◆ GIVEN REQUEST
Give back exactly the lines running from the line with "Where can you spot the reflective" to the end of the entries, and only those lines.
::::::::
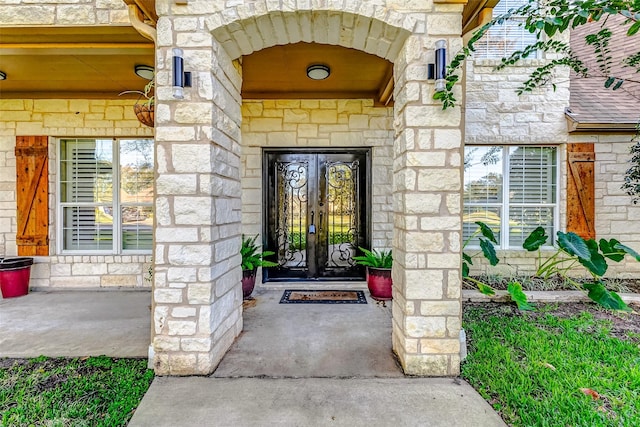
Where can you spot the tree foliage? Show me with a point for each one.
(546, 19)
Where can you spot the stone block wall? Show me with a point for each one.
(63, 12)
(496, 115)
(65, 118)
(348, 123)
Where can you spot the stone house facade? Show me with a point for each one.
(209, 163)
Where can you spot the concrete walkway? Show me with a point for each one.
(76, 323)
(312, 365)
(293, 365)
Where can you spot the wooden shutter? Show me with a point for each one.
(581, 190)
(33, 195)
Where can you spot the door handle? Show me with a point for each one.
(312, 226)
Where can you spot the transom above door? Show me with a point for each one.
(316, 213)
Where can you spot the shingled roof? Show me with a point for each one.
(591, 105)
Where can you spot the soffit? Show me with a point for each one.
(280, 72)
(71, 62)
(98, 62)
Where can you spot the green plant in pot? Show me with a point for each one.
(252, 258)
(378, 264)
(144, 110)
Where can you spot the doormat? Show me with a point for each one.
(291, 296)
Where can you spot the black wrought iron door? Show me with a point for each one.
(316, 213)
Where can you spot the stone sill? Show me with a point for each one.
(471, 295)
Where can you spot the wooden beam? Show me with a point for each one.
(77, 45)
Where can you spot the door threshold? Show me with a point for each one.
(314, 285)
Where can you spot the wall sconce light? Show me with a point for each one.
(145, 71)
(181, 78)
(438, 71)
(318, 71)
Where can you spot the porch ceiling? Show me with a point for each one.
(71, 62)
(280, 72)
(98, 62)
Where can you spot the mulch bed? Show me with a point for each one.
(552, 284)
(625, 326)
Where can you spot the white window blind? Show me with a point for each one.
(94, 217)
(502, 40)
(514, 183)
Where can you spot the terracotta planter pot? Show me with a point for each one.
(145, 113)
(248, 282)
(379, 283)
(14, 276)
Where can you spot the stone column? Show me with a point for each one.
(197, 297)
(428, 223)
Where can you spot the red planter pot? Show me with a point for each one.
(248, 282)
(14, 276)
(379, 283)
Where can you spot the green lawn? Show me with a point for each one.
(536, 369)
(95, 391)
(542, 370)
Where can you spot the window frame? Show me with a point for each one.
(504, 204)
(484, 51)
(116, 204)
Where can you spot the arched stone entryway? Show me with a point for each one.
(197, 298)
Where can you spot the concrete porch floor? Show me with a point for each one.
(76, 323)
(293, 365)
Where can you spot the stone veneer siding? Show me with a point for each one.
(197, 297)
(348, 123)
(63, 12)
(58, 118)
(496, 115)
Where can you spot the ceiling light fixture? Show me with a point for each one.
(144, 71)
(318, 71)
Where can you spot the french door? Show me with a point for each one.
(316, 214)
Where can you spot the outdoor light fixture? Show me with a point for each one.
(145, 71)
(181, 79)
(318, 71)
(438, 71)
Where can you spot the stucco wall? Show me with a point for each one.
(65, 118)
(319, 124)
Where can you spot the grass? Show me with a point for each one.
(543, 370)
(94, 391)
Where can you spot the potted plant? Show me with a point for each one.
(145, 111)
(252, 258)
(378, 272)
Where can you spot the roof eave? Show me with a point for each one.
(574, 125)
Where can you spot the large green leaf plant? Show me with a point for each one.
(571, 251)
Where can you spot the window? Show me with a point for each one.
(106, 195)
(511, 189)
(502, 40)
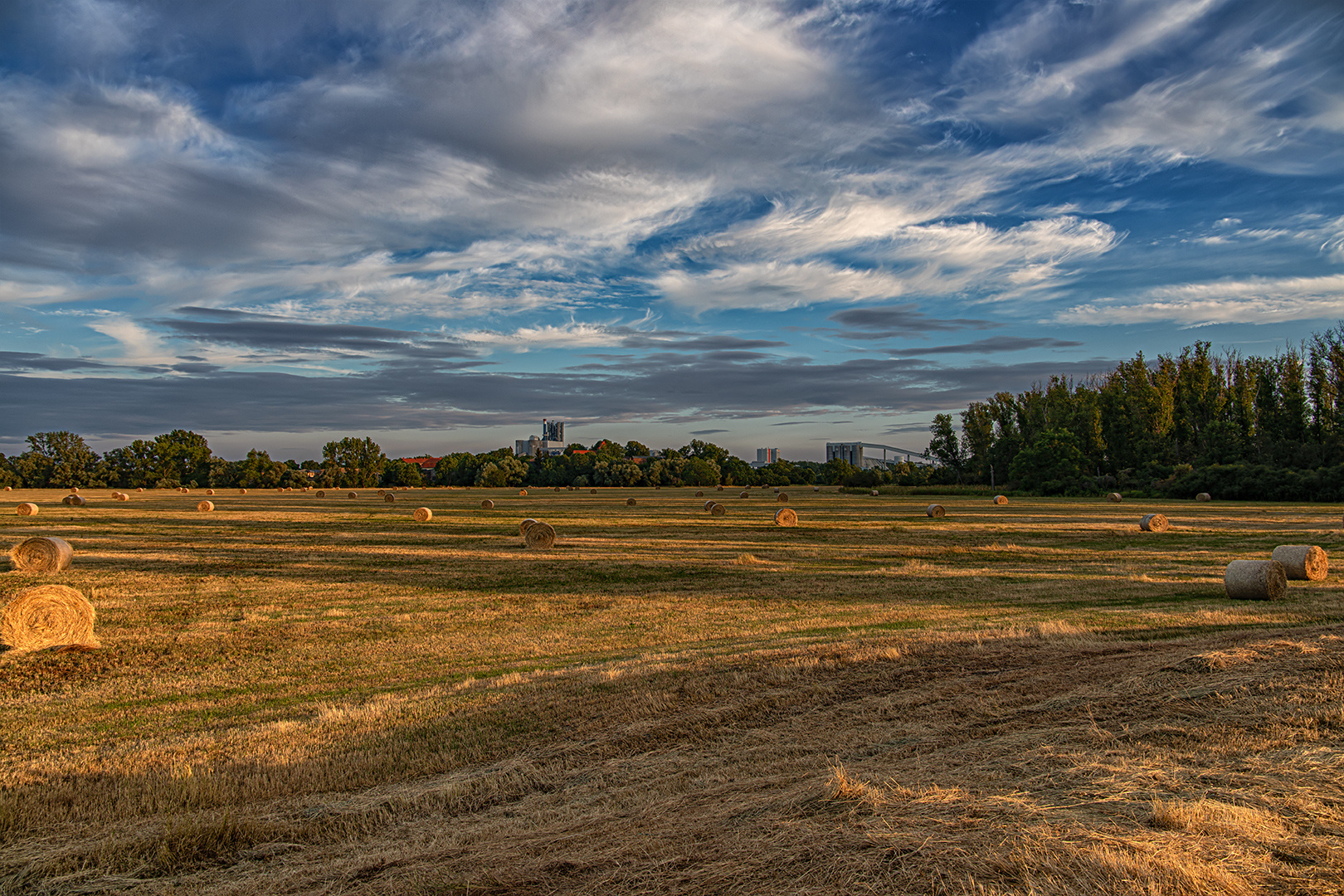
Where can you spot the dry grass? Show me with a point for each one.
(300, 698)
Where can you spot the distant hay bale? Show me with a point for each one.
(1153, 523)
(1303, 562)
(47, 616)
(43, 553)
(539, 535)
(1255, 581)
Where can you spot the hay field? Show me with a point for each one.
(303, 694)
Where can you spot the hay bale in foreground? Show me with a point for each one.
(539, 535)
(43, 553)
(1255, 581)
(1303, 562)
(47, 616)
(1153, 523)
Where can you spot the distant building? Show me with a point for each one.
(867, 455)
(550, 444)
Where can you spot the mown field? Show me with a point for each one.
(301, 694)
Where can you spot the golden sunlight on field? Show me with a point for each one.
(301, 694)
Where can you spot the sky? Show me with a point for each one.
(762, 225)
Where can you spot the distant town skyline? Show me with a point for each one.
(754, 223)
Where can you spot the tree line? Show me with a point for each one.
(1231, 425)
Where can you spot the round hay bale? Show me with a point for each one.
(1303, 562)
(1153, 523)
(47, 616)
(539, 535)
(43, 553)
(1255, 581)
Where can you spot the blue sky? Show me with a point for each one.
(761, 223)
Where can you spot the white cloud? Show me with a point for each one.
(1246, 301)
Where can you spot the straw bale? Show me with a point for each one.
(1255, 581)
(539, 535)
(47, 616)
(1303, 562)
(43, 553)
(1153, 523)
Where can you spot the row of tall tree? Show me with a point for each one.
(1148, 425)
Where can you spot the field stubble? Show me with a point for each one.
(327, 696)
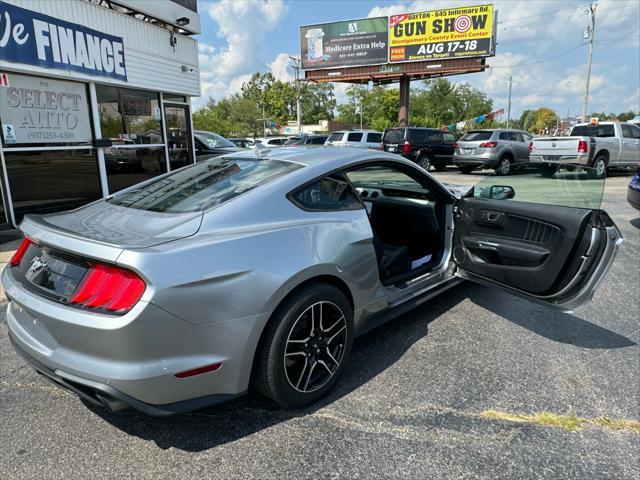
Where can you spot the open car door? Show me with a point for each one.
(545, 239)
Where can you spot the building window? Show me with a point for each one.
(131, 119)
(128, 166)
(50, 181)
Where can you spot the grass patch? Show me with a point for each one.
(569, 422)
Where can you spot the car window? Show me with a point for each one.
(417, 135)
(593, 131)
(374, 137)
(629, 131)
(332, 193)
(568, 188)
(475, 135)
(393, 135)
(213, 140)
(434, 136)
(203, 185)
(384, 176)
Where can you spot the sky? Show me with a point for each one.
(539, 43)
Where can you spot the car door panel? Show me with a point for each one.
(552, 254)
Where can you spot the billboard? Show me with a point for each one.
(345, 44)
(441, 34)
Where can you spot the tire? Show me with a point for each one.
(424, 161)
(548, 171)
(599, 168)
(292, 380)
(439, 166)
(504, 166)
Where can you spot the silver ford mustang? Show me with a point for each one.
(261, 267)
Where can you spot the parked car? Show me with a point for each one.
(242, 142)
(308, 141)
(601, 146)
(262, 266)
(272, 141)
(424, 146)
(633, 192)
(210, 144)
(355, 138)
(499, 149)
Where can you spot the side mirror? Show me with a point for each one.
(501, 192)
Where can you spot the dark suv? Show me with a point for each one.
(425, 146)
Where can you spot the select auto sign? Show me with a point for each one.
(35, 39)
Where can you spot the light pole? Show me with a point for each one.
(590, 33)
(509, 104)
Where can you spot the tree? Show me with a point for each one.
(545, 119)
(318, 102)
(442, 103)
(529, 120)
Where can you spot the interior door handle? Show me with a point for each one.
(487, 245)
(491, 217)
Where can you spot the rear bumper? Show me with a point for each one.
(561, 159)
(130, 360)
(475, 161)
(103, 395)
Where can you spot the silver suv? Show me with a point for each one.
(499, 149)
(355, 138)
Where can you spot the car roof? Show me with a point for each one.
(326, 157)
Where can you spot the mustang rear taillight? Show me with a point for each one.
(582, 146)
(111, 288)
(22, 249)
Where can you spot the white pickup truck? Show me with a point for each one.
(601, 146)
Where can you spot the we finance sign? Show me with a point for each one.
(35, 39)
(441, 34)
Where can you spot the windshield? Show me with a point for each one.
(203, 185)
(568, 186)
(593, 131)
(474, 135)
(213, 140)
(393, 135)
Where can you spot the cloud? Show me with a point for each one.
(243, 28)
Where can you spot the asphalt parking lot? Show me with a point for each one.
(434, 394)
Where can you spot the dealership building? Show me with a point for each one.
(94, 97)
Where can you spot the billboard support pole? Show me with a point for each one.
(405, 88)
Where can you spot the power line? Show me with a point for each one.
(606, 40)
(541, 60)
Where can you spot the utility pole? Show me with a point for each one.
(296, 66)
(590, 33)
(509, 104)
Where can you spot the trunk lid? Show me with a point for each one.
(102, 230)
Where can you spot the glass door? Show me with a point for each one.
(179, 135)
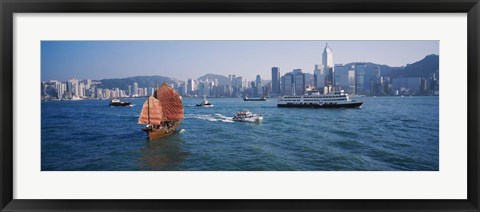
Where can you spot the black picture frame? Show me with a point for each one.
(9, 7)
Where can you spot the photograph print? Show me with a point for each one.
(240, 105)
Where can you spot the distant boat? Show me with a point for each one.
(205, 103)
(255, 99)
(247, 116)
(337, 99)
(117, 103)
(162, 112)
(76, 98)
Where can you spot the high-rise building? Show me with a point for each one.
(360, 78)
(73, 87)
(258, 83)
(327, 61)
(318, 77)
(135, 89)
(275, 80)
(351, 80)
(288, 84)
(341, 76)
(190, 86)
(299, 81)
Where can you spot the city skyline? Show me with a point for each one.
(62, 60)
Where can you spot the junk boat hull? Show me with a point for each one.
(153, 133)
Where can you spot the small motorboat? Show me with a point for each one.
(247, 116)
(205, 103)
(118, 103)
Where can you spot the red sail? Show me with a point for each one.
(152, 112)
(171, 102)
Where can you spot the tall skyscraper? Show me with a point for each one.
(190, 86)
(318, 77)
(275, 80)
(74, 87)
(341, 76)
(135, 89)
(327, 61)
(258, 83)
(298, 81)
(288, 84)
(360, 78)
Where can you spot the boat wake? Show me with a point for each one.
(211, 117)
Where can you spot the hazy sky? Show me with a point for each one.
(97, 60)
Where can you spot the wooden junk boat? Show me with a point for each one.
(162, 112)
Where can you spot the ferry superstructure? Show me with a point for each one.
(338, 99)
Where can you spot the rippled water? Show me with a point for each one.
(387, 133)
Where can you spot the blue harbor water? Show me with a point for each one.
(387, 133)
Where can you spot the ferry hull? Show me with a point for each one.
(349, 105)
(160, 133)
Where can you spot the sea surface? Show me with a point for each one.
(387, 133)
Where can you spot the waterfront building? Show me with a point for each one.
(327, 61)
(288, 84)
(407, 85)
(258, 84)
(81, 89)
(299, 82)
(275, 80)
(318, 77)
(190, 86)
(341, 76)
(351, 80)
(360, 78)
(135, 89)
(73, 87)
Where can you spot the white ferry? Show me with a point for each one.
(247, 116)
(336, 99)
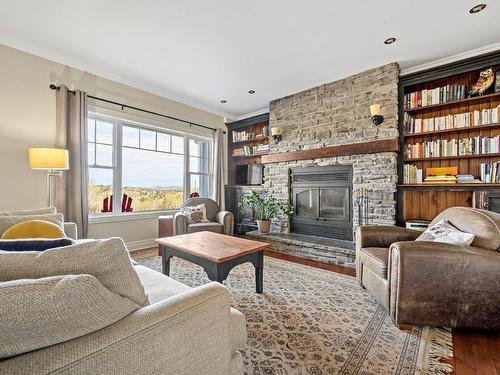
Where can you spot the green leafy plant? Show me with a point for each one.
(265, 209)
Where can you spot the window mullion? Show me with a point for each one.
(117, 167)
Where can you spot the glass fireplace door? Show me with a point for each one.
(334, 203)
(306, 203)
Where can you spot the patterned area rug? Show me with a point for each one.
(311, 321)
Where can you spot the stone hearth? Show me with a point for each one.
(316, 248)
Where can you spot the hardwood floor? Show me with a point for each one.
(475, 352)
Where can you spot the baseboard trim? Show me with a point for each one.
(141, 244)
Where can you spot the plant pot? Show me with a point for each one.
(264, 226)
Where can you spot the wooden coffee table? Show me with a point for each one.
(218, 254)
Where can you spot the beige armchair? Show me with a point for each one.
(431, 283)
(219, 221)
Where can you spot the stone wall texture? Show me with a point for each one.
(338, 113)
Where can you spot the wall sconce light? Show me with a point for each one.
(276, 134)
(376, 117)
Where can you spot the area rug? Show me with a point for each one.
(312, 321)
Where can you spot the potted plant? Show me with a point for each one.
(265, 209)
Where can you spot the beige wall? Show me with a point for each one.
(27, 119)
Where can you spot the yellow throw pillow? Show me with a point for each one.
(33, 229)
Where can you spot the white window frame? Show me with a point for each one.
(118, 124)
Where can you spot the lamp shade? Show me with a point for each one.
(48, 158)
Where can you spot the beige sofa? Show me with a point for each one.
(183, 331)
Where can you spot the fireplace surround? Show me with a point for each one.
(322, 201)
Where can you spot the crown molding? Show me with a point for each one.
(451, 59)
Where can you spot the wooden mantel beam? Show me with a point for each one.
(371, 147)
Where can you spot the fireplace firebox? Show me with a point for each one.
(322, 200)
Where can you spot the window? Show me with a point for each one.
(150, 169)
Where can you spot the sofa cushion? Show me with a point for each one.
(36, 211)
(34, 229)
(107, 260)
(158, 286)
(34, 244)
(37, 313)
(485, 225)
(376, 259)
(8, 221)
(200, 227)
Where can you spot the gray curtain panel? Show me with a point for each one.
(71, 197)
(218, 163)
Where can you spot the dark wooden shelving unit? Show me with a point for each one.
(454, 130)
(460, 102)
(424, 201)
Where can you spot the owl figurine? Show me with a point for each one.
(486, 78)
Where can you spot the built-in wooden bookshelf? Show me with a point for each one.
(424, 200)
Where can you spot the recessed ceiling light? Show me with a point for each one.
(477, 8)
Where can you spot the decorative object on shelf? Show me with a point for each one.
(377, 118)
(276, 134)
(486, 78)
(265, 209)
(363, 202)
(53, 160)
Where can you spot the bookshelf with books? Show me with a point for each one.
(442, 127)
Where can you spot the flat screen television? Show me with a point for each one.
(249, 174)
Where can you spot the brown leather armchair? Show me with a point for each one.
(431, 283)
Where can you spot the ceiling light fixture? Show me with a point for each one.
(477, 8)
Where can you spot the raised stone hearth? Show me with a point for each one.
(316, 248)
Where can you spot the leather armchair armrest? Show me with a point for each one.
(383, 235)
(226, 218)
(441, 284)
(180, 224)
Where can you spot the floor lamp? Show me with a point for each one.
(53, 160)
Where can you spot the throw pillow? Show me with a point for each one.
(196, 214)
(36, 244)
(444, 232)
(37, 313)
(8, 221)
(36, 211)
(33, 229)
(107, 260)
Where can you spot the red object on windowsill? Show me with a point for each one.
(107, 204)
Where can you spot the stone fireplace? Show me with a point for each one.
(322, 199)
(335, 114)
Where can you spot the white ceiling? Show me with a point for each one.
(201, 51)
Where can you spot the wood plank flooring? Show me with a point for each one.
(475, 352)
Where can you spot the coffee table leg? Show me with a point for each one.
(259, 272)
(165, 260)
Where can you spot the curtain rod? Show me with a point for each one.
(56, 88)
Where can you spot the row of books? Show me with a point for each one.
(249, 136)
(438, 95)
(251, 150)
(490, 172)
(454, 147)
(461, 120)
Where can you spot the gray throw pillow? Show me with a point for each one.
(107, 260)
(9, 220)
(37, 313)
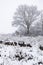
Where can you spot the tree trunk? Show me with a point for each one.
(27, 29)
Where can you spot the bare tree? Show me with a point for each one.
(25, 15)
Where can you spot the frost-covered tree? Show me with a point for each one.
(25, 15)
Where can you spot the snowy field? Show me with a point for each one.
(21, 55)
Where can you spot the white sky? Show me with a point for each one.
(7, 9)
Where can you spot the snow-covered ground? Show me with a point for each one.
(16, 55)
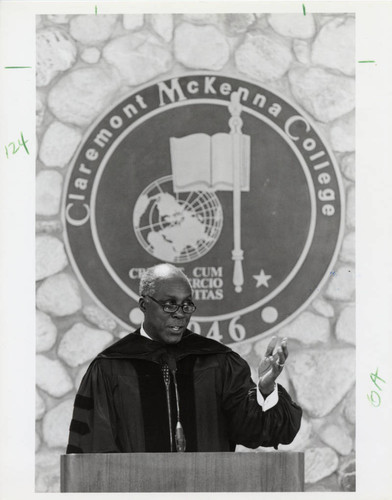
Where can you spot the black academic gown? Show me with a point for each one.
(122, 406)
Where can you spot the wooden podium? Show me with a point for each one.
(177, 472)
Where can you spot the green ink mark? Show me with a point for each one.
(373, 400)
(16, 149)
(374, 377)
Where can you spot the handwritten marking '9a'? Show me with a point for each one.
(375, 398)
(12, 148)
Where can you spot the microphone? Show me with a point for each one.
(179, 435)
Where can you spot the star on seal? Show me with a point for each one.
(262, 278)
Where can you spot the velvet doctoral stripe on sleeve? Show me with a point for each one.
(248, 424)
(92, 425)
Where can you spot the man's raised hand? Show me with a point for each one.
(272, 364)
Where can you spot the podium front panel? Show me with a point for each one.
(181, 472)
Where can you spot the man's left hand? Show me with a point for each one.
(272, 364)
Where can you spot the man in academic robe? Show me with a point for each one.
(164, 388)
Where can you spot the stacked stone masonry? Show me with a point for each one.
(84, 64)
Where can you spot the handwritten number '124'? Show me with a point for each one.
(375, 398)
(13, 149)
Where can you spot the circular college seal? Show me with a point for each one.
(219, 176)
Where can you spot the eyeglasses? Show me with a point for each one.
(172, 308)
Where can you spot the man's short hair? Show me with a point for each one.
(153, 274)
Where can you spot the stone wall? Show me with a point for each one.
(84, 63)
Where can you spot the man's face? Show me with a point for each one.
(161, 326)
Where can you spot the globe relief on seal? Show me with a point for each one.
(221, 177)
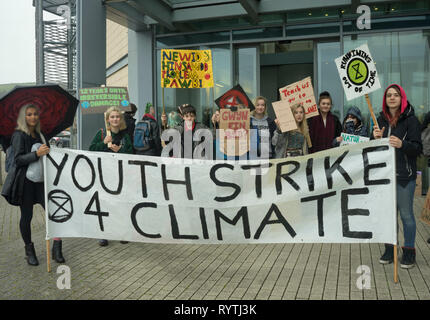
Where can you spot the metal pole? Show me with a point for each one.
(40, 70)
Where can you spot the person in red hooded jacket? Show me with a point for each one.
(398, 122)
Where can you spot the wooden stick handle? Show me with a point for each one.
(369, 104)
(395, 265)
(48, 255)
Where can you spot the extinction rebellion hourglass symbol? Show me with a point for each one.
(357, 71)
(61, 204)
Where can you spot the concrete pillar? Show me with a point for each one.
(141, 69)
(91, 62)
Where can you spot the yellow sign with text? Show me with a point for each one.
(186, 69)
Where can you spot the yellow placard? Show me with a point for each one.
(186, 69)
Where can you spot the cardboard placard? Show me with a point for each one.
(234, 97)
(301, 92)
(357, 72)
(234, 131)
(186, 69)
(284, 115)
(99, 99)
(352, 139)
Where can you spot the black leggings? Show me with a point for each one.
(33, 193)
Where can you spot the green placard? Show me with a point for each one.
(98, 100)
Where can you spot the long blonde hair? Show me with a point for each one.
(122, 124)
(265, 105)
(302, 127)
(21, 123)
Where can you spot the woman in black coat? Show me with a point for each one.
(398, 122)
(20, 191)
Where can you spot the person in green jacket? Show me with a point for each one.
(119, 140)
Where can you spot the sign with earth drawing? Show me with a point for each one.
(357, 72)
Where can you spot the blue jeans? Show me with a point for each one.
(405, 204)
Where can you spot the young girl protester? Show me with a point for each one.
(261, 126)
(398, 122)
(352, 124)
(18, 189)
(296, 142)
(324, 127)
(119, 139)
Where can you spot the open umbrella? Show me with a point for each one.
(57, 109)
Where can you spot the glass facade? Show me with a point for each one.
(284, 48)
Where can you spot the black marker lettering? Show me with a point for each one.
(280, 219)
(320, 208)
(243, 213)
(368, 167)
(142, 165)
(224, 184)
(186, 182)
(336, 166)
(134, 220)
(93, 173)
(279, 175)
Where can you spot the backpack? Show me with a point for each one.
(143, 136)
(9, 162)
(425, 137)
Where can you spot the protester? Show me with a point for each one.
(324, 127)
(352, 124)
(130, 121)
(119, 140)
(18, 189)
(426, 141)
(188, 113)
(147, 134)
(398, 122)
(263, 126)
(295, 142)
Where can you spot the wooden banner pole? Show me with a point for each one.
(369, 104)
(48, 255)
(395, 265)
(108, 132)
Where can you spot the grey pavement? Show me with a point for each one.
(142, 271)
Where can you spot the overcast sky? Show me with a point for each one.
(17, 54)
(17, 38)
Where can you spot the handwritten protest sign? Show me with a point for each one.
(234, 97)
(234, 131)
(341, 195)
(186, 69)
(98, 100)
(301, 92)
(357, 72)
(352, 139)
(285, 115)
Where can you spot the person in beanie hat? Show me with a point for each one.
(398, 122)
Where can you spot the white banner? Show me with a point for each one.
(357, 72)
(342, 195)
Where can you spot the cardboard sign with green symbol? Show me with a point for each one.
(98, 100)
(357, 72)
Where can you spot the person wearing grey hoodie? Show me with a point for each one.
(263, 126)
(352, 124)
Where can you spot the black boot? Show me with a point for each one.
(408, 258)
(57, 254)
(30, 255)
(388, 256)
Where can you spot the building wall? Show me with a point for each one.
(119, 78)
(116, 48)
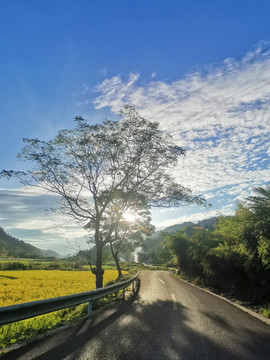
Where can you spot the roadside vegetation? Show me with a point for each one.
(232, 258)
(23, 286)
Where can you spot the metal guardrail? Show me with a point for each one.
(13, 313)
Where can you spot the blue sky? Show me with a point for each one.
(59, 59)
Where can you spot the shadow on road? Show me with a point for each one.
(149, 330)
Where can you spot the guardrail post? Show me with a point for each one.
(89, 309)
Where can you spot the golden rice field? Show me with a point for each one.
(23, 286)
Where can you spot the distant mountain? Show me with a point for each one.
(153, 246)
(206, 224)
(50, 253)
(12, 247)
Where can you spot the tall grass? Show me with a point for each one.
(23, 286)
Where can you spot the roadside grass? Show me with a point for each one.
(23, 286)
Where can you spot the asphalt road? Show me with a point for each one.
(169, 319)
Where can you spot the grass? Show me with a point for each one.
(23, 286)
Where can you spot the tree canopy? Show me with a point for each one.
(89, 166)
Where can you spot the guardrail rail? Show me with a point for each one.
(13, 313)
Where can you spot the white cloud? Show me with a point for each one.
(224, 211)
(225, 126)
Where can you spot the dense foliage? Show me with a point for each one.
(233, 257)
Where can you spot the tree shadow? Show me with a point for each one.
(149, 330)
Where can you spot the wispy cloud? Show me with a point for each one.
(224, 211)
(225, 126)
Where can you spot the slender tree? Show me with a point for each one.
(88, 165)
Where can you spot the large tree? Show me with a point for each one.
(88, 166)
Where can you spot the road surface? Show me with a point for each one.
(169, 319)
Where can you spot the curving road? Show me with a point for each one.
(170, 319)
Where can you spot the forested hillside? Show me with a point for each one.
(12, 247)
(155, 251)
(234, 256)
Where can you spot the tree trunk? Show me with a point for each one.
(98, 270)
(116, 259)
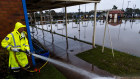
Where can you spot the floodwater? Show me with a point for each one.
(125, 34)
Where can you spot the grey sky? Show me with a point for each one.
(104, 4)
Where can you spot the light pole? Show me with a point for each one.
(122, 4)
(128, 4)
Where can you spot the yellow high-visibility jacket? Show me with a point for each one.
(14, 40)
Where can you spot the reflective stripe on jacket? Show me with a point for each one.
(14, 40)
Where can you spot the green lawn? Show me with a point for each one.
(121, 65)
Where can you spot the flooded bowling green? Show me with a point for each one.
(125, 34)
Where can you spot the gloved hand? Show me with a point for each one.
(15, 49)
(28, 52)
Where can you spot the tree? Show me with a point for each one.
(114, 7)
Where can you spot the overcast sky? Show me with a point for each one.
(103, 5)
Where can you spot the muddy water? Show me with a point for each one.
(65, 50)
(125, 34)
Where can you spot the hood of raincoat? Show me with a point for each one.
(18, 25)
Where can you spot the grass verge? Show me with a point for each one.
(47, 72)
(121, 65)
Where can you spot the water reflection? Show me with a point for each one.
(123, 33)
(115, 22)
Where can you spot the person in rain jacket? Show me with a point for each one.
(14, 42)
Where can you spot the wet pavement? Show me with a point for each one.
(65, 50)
::::::::
◆ REPLY
Where can you spot the reflective stripe on jacket? Show me with a point for each one.
(14, 40)
Where can you spot the green lawn? Show me with a point for each one.
(121, 65)
Where can you spot the flooded bowling green? Show me with a point for each one.
(125, 34)
Where can you spot the gloved hand? Show me with a point for each one.
(15, 49)
(28, 52)
Where can you spot the tree? Show me with a point for each one.
(114, 7)
Where can you spot the overcast sky? Show me with a point for each one.
(103, 5)
Where can you spot the muddy water? Show me with a point for each one.
(65, 50)
(125, 34)
Where can you spot the hood of raincoat? Show me with a point for each one.
(18, 25)
Where can you spot the grass verge? Show me with a point for each one.
(47, 72)
(121, 65)
Where can you spot the water reflection? Show me with a point for each one.
(123, 33)
(115, 22)
Where can you spot the person in rain jacket? Show me with a point for each one.
(14, 42)
Where can you spot the wet pavement? Show me with a point for each one.
(65, 50)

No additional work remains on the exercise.